**Document excerpt**.
While it contains a lot of good points, this essay tries to link two questions that are in fact largely separate. The narrower question concerns the funding and control of schools: vouchers versus direct funding; private versus public.

The broader question concerns the entire structure of the first several decades of life in advanced countries. Why does school last 13 or 17 years? Why not 5 or 10? Why is the school year 9 months long, rather than 6 or 12? Why can’t faster learners finish in half the time? Why isn’t the range of activities wider? Et cetera.

I agree that the current approach is highly arbitrary, irrational, and afflicted with status quo bias. (As John Derbyshire wrote of our education system, “that’s how we do things, because…that’s how we do them.”) But it’s not clear that a shift to private schooling would address this. Although they have their virtues, our private schools follow the same format as our public schools. The energetic boy is still trapped in his desk for a 50-minute history lecture, albeit a slightly less woke one.

And it’s already possible for parents to give their kids a very different childhood. Homeschooling is already legal, and its format can be much different than conventional schooling if parents want it to be. Finishing high school isn’t mandatory; you’re allowed to drop out. A smart kid already has the option of “homeschooling”; spending all of his time writing code and watching YouTube videos about ancient Rome before acing the GED.

Why don’t more young people do that already? The proponents of the signaling model have the answer. Succeeding in the conventional system, all 17 years of it, provides the best signal to Goldman Sachs that you’ll make a good analyst. Choosing an alternative path marks you as a smart weirdo...at best.

**Records shown**.
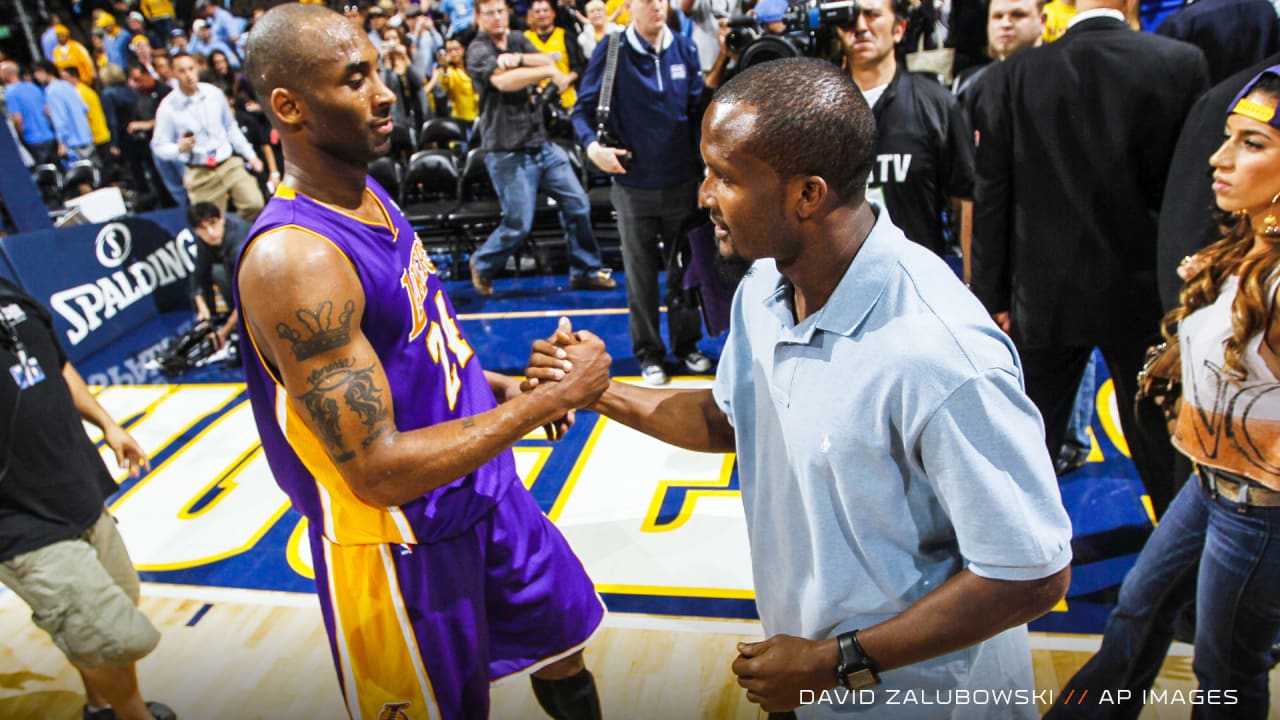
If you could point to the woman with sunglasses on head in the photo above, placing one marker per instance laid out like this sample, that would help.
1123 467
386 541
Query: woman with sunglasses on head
1219 542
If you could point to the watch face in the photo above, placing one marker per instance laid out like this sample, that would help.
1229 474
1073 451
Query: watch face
859 679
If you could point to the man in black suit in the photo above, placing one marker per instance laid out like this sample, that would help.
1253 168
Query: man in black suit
1070 176
1187 222
1233 33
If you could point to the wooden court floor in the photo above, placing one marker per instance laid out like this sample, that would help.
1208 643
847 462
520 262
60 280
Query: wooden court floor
264 656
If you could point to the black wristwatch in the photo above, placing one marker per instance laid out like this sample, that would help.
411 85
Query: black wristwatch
855 670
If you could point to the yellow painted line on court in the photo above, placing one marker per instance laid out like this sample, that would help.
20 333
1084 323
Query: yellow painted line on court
671 591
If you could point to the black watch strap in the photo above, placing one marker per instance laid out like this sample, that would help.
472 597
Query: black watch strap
856 670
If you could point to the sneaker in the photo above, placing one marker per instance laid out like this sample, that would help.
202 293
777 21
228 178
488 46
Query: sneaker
598 279
653 374
698 363
483 285
161 711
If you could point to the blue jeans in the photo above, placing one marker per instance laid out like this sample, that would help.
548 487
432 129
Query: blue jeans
1224 556
516 177
1078 429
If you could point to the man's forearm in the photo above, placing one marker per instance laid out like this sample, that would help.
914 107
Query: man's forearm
685 418
517 78
85 402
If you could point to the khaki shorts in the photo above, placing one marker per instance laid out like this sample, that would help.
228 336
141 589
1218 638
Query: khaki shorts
83 592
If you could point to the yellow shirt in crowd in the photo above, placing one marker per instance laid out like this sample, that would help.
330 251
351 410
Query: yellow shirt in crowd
74 55
152 9
96 117
556 44
462 95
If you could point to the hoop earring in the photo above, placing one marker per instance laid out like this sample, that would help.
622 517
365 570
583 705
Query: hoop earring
1270 222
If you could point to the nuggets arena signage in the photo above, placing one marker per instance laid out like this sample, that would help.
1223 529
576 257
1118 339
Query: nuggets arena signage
104 279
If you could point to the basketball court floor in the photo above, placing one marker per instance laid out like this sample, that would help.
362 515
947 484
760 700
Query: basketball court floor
227 572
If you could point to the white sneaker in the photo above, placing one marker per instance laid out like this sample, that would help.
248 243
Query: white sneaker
653 374
698 363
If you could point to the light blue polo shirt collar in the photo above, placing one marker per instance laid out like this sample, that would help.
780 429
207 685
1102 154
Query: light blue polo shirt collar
855 295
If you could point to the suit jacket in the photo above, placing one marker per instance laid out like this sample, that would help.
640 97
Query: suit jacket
1070 174
1233 33
1187 222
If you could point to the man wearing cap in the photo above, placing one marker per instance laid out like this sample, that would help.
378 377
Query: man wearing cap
923 171
67 110
204 42
159 13
428 41
195 124
115 41
768 14
27 110
656 114
1013 26
1066 261
225 26
72 53
178 41
504 68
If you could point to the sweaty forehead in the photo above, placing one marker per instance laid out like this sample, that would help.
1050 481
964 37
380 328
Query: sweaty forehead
333 45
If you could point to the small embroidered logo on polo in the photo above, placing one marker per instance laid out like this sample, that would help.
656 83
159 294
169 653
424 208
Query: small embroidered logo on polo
394 711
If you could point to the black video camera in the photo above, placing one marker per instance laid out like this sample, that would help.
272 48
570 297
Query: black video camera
810 32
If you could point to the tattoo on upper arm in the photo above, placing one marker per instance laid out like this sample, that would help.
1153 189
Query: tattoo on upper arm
359 392
321 332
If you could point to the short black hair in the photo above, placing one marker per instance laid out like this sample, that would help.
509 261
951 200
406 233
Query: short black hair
201 213
810 119
275 54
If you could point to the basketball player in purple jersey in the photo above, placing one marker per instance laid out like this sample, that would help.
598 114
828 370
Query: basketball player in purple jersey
437 572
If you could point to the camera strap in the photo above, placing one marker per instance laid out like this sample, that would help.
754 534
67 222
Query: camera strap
611 68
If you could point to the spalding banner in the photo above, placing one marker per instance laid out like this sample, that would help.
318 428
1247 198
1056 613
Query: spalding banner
103 281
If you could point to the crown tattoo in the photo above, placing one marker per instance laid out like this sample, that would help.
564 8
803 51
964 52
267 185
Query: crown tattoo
320 331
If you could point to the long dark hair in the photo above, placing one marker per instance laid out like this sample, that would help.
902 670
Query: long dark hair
1252 308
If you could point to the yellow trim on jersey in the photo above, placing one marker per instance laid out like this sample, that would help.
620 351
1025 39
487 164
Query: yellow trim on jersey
291 194
348 519
247 327
380 656
353 522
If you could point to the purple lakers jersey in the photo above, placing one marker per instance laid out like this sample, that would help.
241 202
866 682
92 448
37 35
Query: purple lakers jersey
432 369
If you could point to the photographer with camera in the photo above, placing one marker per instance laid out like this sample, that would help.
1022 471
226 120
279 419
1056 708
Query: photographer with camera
654 118
220 238
504 68
923 169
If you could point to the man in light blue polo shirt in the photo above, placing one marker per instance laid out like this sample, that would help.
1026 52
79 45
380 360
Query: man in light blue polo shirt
67 112
26 103
903 511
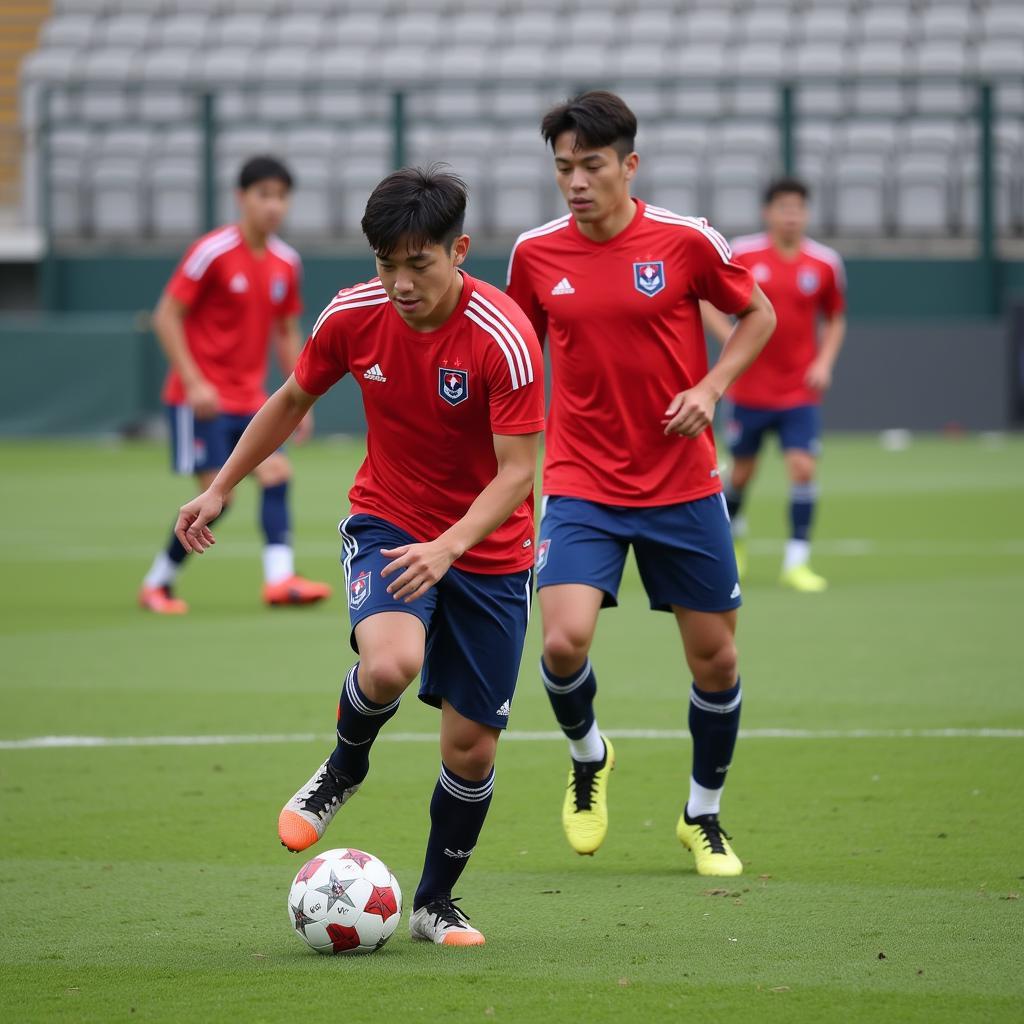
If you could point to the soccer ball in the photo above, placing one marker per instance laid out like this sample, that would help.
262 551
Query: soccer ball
344 901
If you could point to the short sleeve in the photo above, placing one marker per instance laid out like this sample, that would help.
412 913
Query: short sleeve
715 275
521 292
514 368
324 359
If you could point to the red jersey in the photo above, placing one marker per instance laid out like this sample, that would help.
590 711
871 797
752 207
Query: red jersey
813 285
432 402
233 298
624 323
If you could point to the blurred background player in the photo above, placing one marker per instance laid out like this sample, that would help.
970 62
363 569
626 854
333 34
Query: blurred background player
781 392
630 457
236 289
438 548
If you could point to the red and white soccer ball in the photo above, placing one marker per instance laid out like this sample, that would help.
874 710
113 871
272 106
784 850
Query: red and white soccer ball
344 901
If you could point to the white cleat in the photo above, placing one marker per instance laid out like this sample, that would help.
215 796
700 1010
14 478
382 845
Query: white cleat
442 923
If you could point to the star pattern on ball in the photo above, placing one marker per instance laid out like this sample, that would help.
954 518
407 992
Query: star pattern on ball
336 891
358 857
301 918
382 902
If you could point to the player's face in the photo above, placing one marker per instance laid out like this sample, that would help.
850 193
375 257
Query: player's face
422 281
594 181
785 217
263 205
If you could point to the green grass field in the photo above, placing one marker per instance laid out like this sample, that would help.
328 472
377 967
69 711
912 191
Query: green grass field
884 852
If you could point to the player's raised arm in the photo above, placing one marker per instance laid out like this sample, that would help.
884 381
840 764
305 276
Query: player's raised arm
269 428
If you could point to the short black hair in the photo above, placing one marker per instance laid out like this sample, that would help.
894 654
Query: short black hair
426 206
786 186
264 168
598 119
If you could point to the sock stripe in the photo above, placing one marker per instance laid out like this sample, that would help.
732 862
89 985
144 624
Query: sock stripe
717 709
469 795
568 687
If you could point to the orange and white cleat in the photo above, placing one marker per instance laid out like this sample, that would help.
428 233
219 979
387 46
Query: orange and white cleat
442 923
295 590
162 601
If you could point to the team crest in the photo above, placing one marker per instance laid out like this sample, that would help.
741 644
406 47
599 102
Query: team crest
358 591
542 554
453 385
648 278
808 281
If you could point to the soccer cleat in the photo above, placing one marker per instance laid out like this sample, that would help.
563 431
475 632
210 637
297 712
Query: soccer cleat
585 811
305 817
739 550
295 590
705 838
161 600
804 580
442 923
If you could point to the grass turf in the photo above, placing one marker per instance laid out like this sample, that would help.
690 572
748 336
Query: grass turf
146 883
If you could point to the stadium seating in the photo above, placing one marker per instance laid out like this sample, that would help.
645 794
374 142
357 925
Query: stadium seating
883 94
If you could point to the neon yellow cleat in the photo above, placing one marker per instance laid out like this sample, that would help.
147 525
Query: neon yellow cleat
585 812
804 579
739 549
704 837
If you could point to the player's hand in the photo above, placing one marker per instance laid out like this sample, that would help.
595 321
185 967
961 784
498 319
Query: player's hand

**Tasks to complete**.
#1 In the passage on schooling, what does the energetic boy sit through at his desk?
#2 Gather every line in the rows that contains the word "sweaty".
The passage on schooling and the rows have nothing to do with each other.

**Completed exercise**.
#1 A 50-minute history lecture.

#2
If you could point to the sweaty forehead in the photo above, placing one marker per instance laid out like this sample, that would help.
Query: sweaty forehead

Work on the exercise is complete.